[Work required]
Present the following lines of the entries as a Markdown table with two columns, Row and Line, where Row gives the row number, and leave out any blank lines. Begin at the line that contains "Keypoint guideline: for each instance of the headlight" and stop after the line that contains "(1276, 505)".

[Entries provided]
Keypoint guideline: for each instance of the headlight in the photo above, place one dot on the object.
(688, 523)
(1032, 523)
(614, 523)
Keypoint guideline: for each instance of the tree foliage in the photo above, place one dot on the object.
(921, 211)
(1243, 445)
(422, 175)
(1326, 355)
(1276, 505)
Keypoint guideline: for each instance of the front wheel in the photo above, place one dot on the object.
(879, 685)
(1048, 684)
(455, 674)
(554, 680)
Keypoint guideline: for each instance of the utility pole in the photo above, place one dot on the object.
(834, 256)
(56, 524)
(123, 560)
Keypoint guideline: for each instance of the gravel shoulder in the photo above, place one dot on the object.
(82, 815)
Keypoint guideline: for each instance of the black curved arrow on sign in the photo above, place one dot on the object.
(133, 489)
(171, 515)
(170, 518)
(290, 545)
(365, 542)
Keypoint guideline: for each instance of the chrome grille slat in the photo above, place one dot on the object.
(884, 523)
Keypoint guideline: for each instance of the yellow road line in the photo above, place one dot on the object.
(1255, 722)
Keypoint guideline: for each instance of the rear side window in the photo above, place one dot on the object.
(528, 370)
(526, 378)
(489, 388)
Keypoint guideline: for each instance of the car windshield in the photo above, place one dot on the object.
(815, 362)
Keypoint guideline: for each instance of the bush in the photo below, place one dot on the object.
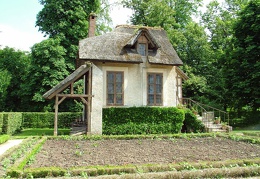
...
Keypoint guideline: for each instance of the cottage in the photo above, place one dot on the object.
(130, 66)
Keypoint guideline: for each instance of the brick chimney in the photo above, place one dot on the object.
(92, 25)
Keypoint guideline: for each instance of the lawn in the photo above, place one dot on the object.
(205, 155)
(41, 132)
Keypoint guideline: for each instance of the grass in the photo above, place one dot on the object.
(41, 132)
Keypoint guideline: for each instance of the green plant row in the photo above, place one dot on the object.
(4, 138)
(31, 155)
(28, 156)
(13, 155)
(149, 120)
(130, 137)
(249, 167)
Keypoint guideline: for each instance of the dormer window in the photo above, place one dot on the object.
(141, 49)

[Response for this exercise]
| Row | Line |
|---|---|
| 1 | Keypoint guideline: for each instance of the headlight in the photo above, place one dot on the object. |
| 2 | (688, 523) |
| 3 | (1032, 523) |
| 4 | (614, 523) |
| 5 | Keypoint guideline: for each instance of the tree foliage in the photo above, place one dot on the object. |
| 6 | (921, 211) |
| 7 | (1243, 445) |
| 8 | (422, 175) |
| 9 | (1326, 355) |
| 10 | (1276, 505) |